◆ **Exercise objective**:
The data must be returned in full and exactly as given.

◆ **Records for this exercise**:
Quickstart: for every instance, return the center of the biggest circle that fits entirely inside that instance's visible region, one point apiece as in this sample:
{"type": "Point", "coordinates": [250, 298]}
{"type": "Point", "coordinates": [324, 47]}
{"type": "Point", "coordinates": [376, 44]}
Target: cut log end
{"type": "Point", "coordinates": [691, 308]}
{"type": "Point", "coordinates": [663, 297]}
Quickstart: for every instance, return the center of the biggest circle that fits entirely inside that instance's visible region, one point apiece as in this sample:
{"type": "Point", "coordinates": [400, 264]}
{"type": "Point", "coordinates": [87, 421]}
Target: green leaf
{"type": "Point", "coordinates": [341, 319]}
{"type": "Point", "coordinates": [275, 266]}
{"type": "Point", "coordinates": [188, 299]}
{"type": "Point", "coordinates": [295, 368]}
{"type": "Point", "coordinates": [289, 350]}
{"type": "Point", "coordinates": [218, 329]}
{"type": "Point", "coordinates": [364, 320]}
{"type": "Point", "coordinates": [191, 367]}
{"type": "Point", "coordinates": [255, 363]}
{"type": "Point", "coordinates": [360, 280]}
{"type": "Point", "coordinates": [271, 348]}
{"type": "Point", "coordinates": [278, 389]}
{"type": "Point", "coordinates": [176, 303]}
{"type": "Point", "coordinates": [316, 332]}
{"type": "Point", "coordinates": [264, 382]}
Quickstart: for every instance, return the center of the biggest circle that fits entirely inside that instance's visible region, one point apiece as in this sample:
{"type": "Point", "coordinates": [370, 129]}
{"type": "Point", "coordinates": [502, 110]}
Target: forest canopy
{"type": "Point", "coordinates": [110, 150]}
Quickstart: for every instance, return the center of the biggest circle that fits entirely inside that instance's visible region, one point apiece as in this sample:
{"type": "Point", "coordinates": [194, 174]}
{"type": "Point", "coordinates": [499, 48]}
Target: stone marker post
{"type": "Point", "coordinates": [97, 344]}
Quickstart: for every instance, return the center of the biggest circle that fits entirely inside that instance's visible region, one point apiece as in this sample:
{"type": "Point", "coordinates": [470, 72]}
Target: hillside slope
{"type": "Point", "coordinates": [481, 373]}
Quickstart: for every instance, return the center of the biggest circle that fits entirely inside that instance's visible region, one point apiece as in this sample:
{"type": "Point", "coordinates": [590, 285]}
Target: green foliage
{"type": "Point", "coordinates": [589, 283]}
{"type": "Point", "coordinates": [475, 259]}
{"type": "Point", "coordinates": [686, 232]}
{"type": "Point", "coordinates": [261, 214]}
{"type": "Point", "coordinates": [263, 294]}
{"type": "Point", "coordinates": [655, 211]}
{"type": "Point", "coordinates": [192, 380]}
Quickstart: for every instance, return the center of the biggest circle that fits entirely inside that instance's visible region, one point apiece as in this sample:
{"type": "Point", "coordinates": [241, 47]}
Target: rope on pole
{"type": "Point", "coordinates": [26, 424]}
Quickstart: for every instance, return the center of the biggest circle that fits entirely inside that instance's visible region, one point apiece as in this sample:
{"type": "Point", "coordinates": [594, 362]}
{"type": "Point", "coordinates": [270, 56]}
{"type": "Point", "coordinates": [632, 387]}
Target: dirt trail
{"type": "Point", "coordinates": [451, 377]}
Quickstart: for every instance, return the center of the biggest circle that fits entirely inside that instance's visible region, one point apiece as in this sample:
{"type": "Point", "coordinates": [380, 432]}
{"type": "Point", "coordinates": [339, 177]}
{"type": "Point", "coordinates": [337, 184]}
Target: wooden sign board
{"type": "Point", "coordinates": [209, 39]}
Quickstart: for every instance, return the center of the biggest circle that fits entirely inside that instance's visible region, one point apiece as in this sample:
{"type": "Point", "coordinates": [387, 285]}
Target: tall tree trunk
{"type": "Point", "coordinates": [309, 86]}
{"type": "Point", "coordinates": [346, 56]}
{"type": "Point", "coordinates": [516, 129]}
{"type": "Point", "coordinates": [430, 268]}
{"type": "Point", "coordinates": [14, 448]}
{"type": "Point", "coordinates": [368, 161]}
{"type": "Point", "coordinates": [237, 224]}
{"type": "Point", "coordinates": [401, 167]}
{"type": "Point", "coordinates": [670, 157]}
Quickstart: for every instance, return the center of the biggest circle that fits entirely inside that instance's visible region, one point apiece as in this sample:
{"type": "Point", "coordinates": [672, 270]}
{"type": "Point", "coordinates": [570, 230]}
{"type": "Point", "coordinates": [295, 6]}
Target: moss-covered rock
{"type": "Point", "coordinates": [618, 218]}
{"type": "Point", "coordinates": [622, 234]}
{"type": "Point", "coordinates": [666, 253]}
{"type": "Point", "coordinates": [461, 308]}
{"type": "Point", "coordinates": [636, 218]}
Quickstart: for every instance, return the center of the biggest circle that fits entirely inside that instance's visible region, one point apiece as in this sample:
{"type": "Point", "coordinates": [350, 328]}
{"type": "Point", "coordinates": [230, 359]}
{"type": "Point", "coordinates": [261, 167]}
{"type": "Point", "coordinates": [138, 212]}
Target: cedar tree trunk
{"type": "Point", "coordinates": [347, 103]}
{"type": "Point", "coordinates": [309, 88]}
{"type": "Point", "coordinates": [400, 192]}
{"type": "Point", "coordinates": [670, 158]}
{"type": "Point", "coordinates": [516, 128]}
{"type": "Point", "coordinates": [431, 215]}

◆ **Answer to this problem**:
Quickstart: for every instance, return the center of the biggest circle that fits entirely inside that instance's visible region, one point apiece as in this sample:
{"type": "Point", "coordinates": [250, 298]}
{"type": "Point", "coordinates": [324, 47]}
{"type": "Point", "coordinates": [376, 44]}
Target: cut log end
{"type": "Point", "coordinates": [691, 308]}
{"type": "Point", "coordinates": [663, 297]}
Quickstart: for every instance, return the center of the biggest circle that fits entirely inside that instance's visible region, one point apiece as in this sample:
{"type": "Point", "coordinates": [400, 264]}
{"type": "Point", "coordinates": [87, 421]}
Target: green leaf
{"type": "Point", "coordinates": [341, 319]}
{"type": "Point", "coordinates": [275, 266]}
{"type": "Point", "coordinates": [188, 299]}
{"type": "Point", "coordinates": [295, 368]}
{"type": "Point", "coordinates": [289, 350]}
{"type": "Point", "coordinates": [218, 329]}
{"type": "Point", "coordinates": [364, 320]}
{"type": "Point", "coordinates": [191, 367]}
{"type": "Point", "coordinates": [255, 363]}
{"type": "Point", "coordinates": [360, 280]}
{"type": "Point", "coordinates": [271, 348]}
{"type": "Point", "coordinates": [278, 389]}
{"type": "Point", "coordinates": [176, 303]}
{"type": "Point", "coordinates": [316, 332]}
{"type": "Point", "coordinates": [264, 382]}
Quickstart: for every instance, return the center of the biggest circle that fits entirely inside that instance's visible region, one point apiece as in this sample:
{"type": "Point", "coordinates": [370, 129]}
{"type": "Point", "coordinates": [502, 110]}
Target: forest canopy
{"type": "Point", "coordinates": [110, 150]}
Quickstart: for every instance, return the center of the biggest circle that fits entirely inside that instance's visible region, one point apiece as in this sample:
{"type": "Point", "coordinates": [194, 174]}
{"type": "Point", "coordinates": [499, 48]}
Target: stone marker post
{"type": "Point", "coordinates": [97, 344]}
Quickstart: for every instance, return the center of the biggest circle that fits entirely inside that instance's visible region, one point apiece as in this sample:
{"type": "Point", "coordinates": [470, 72]}
Target: hillside slope
{"type": "Point", "coordinates": [481, 373]}
Quickstart: for every instance, return the center of the biggest circle that fits entirely inside that instance's visible region, one point apiece as in this sample:
{"type": "Point", "coordinates": [590, 285]}
Target: green foliage
{"type": "Point", "coordinates": [589, 283]}
{"type": "Point", "coordinates": [475, 259]}
{"type": "Point", "coordinates": [686, 232]}
{"type": "Point", "coordinates": [261, 214]}
{"type": "Point", "coordinates": [263, 294]}
{"type": "Point", "coordinates": [655, 211]}
{"type": "Point", "coordinates": [192, 380]}
Quickstart: for every instance, return the center of the biggest circle that fits entirely inside that instance's visible region, one point apiece as in this sample:
{"type": "Point", "coordinates": [241, 47]}
Target: rope on pole
{"type": "Point", "coordinates": [26, 424]}
Quickstart: for every instance, return the center of the biggest circle that fits entirely inside that instance's visible region, one point apiece as in this sample:
{"type": "Point", "coordinates": [594, 362]}
{"type": "Point", "coordinates": [270, 56]}
{"type": "Point", "coordinates": [632, 387]}
Target: dirt trail
{"type": "Point", "coordinates": [451, 377]}
Quickstart: for every instance, return the center of the biggest circle that fits entirely inside that instance's visible region, one point apiece as in this sample:
{"type": "Point", "coordinates": [380, 432]}
{"type": "Point", "coordinates": [339, 177]}
{"type": "Point", "coordinates": [337, 184]}
Target: wooden sign board
{"type": "Point", "coordinates": [209, 39]}
Quickstart: for every instance, return the center of the biggest circle that fits entirely inside that instance's visible region, one point apiece as in this sample:
{"type": "Point", "coordinates": [387, 285]}
Target: tall tree trunk
{"type": "Point", "coordinates": [309, 86]}
{"type": "Point", "coordinates": [346, 56]}
{"type": "Point", "coordinates": [516, 129]}
{"type": "Point", "coordinates": [430, 268]}
{"type": "Point", "coordinates": [14, 448]}
{"type": "Point", "coordinates": [368, 161]}
{"type": "Point", "coordinates": [237, 224]}
{"type": "Point", "coordinates": [401, 167]}
{"type": "Point", "coordinates": [670, 157]}
Quickstart: for every instance, return the center of the biggest circle that fits entirely inside that instance's visible region, one point apiece as in this sample:
{"type": "Point", "coordinates": [672, 270]}
{"type": "Point", "coordinates": [570, 230]}
{"type": "Point", "coordinates": [295, 6]}
Target: moss-covered rock
{"type": "Point", "coordinates": [618, 218]}
{"type": "Point", "coordinates": [622, 234]}
{"type": "Point", "coordinates": [666, 253]}
{"type": "Point", "coordinates": [461, 308]}
{"type": "Point", "coordinates": [636, 218]}
Quickstart: for every instance, return the center of the biggest circle that fits entirely inside that instance's visible region, one point apiece as in this sample:
{"type": "Point", "coordinates": [350, 328]}
{"type": "Point", "coordinates": [230, 359]}
{"type": "Point", "coordinates": [261, 167]}
{"type": "Point", "coordinates": [138, 212]}
Target: cedar tree trunk
{"type": "Point", "coordinates": [347, 103]}
{"type": "Point", "coordinates": [309, 88]}
{"type": "Point", "coordinates": [400, 192]}
{"type": "Point", "coordinates": [670, 158]}
{"type": "Point", "coordinates": [516, 128]}
{"type": "Point", "coordinates": [431, 215]}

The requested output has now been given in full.